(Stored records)
· · · · · · ·
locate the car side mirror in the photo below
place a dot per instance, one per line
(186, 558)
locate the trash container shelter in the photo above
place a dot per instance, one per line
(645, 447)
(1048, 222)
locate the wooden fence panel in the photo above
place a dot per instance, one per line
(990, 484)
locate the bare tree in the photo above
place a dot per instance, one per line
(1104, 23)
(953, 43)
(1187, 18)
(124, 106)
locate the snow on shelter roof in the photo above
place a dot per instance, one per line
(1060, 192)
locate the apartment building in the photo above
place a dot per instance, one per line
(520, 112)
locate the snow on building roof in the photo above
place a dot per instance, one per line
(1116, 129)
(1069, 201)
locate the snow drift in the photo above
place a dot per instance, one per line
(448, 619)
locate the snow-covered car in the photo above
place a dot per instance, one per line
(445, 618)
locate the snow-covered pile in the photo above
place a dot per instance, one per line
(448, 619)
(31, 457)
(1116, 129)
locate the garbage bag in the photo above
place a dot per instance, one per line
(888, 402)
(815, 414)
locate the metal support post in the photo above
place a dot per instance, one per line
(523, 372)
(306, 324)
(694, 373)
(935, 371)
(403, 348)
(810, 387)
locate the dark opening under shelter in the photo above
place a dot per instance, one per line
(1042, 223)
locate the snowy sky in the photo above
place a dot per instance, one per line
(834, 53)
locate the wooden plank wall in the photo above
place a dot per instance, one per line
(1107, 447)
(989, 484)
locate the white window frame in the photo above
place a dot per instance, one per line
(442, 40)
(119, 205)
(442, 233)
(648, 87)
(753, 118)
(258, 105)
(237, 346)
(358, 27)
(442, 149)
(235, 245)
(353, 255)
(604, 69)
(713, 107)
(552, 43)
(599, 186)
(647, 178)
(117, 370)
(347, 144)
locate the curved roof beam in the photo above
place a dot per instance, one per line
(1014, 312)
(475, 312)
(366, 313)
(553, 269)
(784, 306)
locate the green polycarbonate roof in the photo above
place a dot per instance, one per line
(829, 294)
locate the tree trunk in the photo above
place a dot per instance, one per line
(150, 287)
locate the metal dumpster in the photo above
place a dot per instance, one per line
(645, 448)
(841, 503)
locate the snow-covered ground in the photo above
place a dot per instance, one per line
· · · · · · ·
Task brief: Using the entries above, give back exactly the line containing "locate the garbage bag in the photo above", the line containing "locate the white", and every line between them, and nothing else.

Exercise response:
locate the garbage bag in the photo above
place a dot per instance, one per line
(888, 402)
(815, 414)
locate the metal support post in the photo above
place a dot per instance, one per line
(523, 372)
(306, 324)
(694, 373)
(935, 371)
(403, 348)
(810, 387)
locate the dark opening under shelter in the photo above
place a dot per instance, one per line
(1042, 223)
locate the snowy sky in the photo above
place a dot per instance, one per line
(834, 53)
locate the wooden plank wall in the photo above
place a dot per instance, one per line
(1107, 447)
(989, 484)
locate the white window frame in the photo above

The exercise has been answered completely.